> Source:

# # # # #

The most wonderful thing I have today that wasn’t available to me before is old age

“It’s an old man dancing like a chicken and singing,” said the teenage girl, laughing uncontrollably as she watched a video in her bedroom. Her father, a professor named Arthur Brooks, poked his head into her room to see what was going on.

In a second, he figured it out. She was watching rock star Mick Jagger, who turned 81 this year, singing The Rolling Stones’ hit “(I Can’t Get No) Satisfaction.” The song has been a favorite of Baby Boomers and Gen Xers for decades. It hit the pop charts when Professor Brooks was 1 year old. Writing in The Atlantic, Brooks says that as we move through life, “satisfaction — the joy from fulfillment of our wishes or expectations — is evanescent. No matter what we achieve, see, acquire, or do, it seems to slip from our grasp. … Satisfaction, I told my daughter, is the greatest paradox of human life. We crave it, we believe we can get it, we glimpse it and maybe even experience it for a brief moment, and then it vanishes. But we never give up on our quest to get and hold on to it.”

Or, as Mick Jagger puts it, “I try, and I try, and I try, and I try.”

Brooks is right. Happiness so quickly slips from our grasp. We crave it, we find it, we feel it … and then it disappears. Poof! And we go right back to looking for it again. We are always on a search for satisfaction.

# # # # #

> Dataset:

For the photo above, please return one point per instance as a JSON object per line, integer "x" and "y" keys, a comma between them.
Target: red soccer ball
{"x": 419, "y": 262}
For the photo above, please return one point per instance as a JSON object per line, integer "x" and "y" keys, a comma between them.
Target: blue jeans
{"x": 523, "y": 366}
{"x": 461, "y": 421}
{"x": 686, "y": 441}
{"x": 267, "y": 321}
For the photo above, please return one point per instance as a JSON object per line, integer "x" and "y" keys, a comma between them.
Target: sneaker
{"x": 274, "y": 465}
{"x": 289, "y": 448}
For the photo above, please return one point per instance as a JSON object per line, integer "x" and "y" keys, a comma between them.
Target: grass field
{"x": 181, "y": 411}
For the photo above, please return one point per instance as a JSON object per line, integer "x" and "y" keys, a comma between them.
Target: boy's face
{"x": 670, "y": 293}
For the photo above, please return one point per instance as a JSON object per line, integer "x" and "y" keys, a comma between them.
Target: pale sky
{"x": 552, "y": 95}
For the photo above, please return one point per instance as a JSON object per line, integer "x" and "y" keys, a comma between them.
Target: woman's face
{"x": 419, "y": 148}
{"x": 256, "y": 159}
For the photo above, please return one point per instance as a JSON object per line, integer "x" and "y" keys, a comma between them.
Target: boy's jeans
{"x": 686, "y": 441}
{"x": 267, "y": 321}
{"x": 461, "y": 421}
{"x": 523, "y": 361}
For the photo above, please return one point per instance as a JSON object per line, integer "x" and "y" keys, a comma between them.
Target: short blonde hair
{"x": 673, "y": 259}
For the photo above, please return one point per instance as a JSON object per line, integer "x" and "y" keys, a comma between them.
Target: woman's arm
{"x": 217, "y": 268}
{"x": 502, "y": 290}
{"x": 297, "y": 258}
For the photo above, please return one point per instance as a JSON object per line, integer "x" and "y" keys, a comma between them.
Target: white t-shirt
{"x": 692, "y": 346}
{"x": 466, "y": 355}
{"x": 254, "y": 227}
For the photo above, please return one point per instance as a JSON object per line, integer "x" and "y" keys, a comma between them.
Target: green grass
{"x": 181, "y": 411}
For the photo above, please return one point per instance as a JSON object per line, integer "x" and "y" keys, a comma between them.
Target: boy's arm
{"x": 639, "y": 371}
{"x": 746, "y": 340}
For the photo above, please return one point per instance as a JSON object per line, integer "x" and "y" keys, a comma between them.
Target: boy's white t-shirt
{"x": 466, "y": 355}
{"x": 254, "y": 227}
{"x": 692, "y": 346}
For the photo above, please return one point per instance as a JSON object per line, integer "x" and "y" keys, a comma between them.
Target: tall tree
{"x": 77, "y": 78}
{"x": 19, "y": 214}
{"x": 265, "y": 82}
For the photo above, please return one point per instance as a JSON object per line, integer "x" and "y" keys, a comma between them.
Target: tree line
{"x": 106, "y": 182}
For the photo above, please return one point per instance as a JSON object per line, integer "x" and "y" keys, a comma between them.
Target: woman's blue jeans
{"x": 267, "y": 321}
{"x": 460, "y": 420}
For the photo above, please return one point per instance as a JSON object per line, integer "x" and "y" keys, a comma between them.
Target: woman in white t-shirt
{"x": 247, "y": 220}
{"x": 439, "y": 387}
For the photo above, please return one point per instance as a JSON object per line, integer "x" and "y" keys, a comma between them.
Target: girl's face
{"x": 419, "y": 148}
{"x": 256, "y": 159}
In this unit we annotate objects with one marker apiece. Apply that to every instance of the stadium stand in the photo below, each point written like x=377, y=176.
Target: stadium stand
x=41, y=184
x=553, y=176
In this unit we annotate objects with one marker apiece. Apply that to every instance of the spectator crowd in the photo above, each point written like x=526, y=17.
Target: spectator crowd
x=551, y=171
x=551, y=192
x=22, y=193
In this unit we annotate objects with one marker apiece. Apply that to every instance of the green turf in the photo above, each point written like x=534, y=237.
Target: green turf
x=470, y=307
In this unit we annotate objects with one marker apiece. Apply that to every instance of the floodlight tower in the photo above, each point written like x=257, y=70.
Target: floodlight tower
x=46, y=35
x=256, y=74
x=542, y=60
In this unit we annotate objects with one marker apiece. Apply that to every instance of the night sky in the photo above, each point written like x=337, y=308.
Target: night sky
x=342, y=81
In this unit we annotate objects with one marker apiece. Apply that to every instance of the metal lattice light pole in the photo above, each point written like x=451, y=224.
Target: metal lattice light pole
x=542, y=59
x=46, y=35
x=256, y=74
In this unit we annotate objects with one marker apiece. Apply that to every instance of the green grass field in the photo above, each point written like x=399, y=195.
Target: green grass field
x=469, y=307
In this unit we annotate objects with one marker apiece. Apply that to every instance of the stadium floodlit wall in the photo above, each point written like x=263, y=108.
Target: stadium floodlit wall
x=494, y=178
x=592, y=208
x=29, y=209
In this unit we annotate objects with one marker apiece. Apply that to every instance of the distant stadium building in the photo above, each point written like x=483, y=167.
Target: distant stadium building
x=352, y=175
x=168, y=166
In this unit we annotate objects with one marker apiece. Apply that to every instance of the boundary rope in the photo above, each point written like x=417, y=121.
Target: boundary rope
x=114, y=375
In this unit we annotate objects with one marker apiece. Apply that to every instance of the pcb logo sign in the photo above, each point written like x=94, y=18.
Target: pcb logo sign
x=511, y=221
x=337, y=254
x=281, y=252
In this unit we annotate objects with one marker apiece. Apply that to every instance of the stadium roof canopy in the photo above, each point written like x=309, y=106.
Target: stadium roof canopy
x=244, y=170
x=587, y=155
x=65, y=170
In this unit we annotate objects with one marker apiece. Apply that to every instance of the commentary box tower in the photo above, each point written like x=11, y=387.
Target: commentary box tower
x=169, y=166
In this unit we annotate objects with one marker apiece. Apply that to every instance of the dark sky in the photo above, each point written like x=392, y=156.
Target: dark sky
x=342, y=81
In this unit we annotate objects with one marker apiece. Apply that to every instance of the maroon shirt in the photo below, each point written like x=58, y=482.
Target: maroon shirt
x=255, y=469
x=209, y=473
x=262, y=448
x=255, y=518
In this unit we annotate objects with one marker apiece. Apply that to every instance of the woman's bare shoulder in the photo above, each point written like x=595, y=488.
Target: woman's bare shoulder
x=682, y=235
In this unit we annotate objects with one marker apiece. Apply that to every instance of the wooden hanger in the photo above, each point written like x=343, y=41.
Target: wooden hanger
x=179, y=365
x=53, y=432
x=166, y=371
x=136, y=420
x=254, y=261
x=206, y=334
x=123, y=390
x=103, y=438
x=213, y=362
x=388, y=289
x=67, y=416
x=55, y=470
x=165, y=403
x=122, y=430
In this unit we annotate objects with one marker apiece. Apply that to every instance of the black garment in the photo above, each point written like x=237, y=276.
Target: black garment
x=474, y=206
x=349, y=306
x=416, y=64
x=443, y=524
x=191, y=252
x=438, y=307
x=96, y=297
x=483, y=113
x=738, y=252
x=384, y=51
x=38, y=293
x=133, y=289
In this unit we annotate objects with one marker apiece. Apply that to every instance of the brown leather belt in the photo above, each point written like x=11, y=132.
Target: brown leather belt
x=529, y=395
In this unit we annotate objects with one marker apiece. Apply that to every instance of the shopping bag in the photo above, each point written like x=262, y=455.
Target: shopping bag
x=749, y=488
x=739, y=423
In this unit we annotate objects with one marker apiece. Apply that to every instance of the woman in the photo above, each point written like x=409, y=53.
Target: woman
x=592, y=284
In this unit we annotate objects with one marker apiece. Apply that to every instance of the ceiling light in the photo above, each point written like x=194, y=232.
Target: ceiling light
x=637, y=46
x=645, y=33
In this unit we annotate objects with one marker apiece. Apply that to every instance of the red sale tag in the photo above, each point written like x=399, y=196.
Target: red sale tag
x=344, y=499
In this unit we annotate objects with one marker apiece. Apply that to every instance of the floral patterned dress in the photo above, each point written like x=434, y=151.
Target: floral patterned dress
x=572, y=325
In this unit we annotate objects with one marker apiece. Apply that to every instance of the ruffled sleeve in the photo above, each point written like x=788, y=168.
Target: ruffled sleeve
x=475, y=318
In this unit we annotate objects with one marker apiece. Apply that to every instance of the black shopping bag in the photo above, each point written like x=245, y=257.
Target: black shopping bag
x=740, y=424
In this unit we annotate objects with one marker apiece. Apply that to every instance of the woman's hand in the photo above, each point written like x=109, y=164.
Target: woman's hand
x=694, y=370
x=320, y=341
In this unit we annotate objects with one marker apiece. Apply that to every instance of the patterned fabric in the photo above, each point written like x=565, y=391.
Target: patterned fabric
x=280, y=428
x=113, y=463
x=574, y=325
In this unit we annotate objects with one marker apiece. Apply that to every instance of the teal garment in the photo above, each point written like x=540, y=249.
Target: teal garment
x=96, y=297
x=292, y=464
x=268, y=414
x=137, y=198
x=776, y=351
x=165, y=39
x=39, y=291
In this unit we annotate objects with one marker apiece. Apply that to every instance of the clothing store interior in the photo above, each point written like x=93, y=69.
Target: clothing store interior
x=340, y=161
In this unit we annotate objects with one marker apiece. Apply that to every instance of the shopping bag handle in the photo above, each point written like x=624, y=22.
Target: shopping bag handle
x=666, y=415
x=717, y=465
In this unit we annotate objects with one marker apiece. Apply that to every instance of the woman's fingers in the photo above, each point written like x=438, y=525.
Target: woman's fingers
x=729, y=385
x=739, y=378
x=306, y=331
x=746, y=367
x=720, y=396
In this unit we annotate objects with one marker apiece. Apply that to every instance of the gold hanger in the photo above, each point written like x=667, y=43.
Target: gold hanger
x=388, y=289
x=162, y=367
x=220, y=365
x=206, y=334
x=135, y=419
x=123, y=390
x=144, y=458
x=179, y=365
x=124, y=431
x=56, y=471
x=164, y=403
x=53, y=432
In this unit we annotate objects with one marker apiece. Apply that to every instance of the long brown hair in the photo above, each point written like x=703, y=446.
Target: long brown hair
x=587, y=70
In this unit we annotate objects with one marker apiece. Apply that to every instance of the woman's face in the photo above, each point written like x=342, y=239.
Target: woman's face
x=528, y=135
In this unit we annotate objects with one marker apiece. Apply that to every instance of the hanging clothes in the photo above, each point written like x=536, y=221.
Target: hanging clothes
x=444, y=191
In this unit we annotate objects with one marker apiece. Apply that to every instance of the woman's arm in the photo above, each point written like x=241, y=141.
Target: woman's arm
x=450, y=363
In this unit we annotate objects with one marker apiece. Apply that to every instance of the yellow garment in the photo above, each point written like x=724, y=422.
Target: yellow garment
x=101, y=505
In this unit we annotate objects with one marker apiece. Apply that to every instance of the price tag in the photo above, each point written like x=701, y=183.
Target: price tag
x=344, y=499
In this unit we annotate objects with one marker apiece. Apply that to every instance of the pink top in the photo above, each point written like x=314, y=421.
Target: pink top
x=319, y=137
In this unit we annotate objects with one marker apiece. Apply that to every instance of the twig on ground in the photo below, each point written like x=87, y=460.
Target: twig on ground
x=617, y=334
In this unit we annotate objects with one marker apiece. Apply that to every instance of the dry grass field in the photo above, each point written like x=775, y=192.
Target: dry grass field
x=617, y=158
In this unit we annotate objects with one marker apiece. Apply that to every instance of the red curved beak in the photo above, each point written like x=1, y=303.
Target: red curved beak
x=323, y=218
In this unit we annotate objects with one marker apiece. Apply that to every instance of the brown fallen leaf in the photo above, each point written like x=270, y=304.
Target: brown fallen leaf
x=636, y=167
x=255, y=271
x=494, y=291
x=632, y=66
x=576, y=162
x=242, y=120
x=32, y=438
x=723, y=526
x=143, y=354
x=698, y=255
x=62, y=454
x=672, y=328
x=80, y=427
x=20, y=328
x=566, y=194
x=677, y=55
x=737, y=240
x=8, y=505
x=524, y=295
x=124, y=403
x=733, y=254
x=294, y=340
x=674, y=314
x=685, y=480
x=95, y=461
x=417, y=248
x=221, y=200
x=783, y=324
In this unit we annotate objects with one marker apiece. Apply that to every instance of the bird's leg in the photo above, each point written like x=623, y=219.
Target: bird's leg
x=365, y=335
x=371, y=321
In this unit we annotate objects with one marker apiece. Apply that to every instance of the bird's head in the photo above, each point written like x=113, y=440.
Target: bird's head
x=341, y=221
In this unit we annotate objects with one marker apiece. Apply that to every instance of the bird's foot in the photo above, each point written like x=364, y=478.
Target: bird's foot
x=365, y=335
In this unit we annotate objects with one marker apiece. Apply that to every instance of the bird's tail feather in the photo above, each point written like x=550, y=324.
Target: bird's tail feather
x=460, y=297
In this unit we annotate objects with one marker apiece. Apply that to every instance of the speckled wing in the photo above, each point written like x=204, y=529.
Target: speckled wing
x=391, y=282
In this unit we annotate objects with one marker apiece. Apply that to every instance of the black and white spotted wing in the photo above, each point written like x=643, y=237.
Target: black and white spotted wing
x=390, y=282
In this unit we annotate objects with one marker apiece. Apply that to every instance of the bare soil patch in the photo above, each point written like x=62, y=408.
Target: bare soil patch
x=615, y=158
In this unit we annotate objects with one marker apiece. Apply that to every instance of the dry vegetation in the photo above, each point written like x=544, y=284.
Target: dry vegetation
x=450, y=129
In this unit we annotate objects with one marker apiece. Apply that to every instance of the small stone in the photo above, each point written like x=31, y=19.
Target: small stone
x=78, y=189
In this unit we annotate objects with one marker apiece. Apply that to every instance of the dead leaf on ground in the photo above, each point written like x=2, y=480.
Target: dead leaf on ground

# # # # #

> Work to do:
A. In the passage on satisfaction, how old did Mick Jagger turn this year?
B. From the passage on satisfaction, list the actions named in Brooks's phrase that begins "No matter what we".
C. Reproduce the part of the passage on satisfaction starting at "The most wonderful" and ending at "was going on.".

> Written answers:
A. 81

B. achieve, see, acquire, do

C.
The most wonderful thing I have today that wasn’t available to me before is old age

“It’s an old man dancing like a chicken and singing,” said the teenage girl, laughing uncontrollably as she watched a video in her bedroom. Her father, a professor named Arthur Brooks, poked his head into her room to see what was going on.